Problems -
a: Decide whether each statement agrees with the post on modular exponentiation, marking each yes or no and quoting the deciding words of the post: (i) The post treats 12 o'clock as 0 o'clock. (ii) The post says calculators handle numbers like these without trouble. (iii) The post says the wraparound works only in the forward direction.
b: Tally the lines of the rows that contain the string "grass", and give only the number.

Document text -
----------

Computing Large Modular Exponents

Today, we'll be talking about something from number theory that comes up a lot in cryptography – modular exponentiation.

If you've ever taken a look at any resource related to the field of cryptography, you must have come across expressions like \(3^{97}\) mod \(353\) or \(327^{400}\) mod \(919\) or something like that, right?

Well, if you've ever wondered how such calculations are actually done like I did–after all, even calculators excuse themselves with a Math Error! when faced with such numbers–you're about to get your answer.

Now, this is not a post about modular arithmetic in general, so I'll be focusing mainly on modular exponentiation, but let me just start with a very brief introduction of the basics. If you are already aware of what modular arithmetic is, you may skip to the next section (sections are separated by dashes). If you're not, read the paragraphs below, and if you still don't understand it, Google around and come back to read the next section once you've got the basics in hand.

Modular arithmetic is basically the arithmetic of a clock. What's 4 hours after 10? 2 o'clock! But \(10 + 4 = 14\), isn't it? So what happens? What happens is that the numbers circle back after 12. For the purpose of this discussion, let's take 12 o'clock to be 0 o'clock, the way it's shown on some digital clocks, because it will simplify things. So, the rule is that after 11, you go back to 0 and then 1 and 2 and 3 and so on. Similarly, what's 6 hours before 3 o'clock? 9 o'clock. This means that the wraparound works backwards as well. Before 0, there comes 11, and then 10 and so on. This is fundamentally what modular arithmetic is, though here it is just modulo 12. In general, we can carry out computations modulo other numbers as well.

----------

Pointing records:
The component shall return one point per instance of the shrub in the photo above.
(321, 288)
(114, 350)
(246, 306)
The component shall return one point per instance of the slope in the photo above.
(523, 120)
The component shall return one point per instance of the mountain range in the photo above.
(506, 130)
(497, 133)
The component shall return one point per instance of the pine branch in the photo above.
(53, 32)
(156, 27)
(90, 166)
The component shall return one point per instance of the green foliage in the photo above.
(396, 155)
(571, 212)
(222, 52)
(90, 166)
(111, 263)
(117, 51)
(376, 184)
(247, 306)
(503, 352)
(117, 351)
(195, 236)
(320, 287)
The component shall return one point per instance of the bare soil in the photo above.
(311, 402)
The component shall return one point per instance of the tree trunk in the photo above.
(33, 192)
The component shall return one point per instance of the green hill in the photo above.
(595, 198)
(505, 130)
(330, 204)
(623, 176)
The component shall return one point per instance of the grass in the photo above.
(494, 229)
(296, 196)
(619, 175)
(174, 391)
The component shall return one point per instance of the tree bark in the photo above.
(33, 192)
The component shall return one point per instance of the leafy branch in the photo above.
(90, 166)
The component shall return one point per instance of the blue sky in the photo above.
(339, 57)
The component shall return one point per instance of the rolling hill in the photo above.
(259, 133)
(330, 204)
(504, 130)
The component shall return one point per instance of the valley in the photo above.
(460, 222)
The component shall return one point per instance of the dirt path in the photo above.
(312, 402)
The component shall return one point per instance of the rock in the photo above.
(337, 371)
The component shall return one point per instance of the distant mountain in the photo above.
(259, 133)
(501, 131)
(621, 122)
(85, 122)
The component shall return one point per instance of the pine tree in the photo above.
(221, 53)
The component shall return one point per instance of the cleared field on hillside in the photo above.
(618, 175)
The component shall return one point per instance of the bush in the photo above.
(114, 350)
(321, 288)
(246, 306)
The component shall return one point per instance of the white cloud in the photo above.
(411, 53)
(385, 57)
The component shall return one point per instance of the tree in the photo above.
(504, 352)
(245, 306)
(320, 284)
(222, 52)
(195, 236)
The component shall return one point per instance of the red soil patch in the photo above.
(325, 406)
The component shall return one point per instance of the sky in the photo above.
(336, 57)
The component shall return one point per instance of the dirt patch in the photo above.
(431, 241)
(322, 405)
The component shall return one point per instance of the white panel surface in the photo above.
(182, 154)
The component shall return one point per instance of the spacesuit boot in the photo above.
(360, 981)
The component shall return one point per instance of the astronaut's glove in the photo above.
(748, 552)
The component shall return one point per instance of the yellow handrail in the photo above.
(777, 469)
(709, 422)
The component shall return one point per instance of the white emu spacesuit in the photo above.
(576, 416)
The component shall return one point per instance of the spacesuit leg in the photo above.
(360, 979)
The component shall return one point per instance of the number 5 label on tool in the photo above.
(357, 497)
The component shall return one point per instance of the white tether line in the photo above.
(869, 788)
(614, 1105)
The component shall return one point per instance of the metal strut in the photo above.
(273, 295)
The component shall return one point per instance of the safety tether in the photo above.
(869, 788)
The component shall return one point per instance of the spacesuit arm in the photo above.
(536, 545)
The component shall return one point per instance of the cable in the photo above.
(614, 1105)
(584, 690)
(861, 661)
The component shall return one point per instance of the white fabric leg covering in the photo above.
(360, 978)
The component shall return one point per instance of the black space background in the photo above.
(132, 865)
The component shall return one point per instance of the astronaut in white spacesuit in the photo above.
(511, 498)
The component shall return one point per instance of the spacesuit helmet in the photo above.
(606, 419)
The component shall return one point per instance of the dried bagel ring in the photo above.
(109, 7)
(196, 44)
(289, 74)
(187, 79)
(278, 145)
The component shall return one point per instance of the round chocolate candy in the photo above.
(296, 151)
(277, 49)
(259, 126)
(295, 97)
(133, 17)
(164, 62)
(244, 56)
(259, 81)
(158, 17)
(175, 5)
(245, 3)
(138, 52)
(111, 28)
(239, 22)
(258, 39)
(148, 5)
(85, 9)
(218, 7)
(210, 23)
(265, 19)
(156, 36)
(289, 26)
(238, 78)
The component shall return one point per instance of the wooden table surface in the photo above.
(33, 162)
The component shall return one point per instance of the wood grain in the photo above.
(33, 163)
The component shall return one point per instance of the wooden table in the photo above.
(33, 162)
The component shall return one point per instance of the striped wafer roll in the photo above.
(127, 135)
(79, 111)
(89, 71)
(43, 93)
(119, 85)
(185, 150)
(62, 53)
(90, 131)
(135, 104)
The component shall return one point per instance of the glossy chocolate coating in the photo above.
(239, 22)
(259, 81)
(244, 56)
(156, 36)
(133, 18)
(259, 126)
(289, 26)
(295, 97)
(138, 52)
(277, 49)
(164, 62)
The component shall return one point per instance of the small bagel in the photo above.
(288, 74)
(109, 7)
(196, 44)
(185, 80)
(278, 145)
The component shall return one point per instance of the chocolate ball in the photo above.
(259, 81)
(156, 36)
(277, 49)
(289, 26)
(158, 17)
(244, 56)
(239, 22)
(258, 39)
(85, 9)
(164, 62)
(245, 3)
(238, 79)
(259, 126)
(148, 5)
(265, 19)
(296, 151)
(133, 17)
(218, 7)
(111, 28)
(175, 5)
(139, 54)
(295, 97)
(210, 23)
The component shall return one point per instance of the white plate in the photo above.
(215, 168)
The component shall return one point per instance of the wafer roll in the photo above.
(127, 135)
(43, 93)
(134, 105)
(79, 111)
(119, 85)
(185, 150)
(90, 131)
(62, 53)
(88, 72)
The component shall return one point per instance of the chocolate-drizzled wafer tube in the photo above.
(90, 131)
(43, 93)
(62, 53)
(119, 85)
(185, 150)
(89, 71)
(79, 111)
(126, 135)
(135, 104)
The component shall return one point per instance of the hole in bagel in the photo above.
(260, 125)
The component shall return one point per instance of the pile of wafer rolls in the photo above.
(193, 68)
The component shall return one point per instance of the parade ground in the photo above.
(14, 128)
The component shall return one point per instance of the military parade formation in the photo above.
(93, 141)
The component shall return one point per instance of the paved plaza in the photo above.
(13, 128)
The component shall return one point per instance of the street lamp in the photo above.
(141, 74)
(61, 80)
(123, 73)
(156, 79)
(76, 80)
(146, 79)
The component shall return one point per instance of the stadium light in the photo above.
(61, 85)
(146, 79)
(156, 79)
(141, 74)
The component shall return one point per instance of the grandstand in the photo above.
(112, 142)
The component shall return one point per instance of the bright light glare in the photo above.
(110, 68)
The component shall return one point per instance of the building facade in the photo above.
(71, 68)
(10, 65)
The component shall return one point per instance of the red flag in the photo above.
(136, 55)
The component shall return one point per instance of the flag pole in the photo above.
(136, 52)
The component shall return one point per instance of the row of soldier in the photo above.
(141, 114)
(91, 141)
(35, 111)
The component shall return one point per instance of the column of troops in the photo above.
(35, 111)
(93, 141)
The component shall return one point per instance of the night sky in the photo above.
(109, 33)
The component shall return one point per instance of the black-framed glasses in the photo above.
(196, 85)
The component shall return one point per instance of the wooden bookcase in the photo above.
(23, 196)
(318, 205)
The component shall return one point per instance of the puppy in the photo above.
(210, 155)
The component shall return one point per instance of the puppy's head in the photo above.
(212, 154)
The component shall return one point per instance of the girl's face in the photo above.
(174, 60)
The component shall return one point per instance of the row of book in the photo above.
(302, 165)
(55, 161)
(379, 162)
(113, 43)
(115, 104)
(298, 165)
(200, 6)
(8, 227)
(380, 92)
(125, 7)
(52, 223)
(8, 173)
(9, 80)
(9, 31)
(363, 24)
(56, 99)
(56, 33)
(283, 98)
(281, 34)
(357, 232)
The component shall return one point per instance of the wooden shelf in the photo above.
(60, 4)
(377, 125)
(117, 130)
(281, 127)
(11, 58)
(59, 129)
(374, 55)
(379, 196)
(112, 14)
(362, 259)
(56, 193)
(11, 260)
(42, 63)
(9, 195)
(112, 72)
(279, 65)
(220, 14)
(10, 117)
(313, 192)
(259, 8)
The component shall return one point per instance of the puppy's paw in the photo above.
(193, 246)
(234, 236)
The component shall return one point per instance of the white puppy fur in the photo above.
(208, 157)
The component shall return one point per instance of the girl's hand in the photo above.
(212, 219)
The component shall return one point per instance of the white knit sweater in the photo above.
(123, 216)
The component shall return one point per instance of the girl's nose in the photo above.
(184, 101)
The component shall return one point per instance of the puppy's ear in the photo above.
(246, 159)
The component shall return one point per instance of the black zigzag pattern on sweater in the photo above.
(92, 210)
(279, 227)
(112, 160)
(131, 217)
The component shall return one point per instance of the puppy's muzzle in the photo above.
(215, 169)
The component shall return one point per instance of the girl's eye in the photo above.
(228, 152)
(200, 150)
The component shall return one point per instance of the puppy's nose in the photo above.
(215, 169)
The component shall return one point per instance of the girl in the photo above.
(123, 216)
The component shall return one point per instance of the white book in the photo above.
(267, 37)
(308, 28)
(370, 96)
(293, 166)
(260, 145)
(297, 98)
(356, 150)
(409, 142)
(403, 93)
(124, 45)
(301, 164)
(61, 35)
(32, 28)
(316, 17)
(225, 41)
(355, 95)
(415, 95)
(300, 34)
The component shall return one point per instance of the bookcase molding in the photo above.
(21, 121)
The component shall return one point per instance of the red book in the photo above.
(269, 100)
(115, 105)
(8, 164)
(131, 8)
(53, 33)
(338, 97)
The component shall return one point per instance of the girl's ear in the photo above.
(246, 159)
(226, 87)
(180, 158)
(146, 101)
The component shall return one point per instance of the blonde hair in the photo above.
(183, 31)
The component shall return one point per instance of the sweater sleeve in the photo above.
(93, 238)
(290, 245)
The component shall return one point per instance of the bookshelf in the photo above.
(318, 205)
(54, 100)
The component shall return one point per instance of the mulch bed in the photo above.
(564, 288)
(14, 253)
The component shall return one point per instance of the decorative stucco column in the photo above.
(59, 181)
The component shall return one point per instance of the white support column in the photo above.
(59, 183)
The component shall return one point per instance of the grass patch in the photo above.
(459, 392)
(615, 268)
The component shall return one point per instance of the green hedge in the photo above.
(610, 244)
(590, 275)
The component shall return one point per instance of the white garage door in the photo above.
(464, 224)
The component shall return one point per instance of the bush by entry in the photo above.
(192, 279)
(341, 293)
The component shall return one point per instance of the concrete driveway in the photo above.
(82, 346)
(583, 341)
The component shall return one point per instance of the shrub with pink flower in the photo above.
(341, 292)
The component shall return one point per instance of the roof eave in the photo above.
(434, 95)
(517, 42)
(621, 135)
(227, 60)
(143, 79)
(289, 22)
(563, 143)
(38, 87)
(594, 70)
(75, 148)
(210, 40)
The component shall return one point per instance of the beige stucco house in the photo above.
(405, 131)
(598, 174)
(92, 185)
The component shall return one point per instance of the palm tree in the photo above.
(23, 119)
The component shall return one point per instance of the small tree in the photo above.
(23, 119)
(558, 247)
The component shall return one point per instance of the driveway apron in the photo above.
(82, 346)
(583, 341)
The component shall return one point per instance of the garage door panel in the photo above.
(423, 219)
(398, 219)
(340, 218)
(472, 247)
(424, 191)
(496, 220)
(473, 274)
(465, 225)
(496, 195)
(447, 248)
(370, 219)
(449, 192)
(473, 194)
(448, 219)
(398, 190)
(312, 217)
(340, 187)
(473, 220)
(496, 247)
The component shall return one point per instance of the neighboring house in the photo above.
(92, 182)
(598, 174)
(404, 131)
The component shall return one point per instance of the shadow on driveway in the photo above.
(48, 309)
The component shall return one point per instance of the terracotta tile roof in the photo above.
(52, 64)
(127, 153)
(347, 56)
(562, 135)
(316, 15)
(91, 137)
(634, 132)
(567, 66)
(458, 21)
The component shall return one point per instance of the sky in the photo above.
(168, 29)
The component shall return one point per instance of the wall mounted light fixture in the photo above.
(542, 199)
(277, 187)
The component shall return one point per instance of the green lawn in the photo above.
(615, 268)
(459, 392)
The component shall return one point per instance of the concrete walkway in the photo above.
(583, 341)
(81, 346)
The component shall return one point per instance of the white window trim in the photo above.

----------

Responses to the tasks -
a:
(i) Yes: "let's take 12 o'clock to be 0 o'clock"
(ii) No: "even calculators excuse themselves with a Math Error! when faced with such numbers"
(iii) No: "This means that the wraparound works backwards as well."

b: 2